Then yesterday I opened the door and there was a striped garter snake on the flagstone outside the door. Now this is getting rediculous. If I can draw snakes to me why can’t I draw the damned powerball number? All this is going through my head while I am meditating as well as the nothingness of putting my thoughts and awareness in the four parallel dimensions of reciprocal space where my own higher self exists as a principle and creates this four dimensional world.
Which brings us to the idea that we do not create our world from this domain of four dimensions we call reality or the conscious world. It happens in the reciprocal domain so we are just going along following the motions of the urges our higher self subtley puts into our subconscious minds. Therefore, like smoking, its not my fault.
I went into the tobacco shop yesterday to buy some of my favorite Nicaraguan hand rolled doobies and there were candy cigarettes on the counter. I haven’t seen candy cigarettes since I was a kid and smoking was in vogue and especially embraced by my own parents, two of the vogue-iest people you’d ever want to meet, but you can’t because they are both dead, but before you say aha! Let me inform you that only one died from the effects of smoking and not necessarily directly. Still with me? Good.

*INSTRUCTIONS*
• 1. List each distinct number word that appears in the excerpt, in order of first appearance.
• 2. Quote the excerpt from "Which brings us" up to and including "not my fault.".

Stored records
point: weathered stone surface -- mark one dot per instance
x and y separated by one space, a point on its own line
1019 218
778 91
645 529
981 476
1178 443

*ANSWER LIST*
• 1. four, two, one

• 2.
Which brings us to the idea that we do not create our world from this domain of four dimensions we call reality or the conscious world. It happens in the reciprocal domain so we are just going along following the motions of the urges our higher self subtley puts into our subconscious minds. Therefore, like smoking, its not my fault.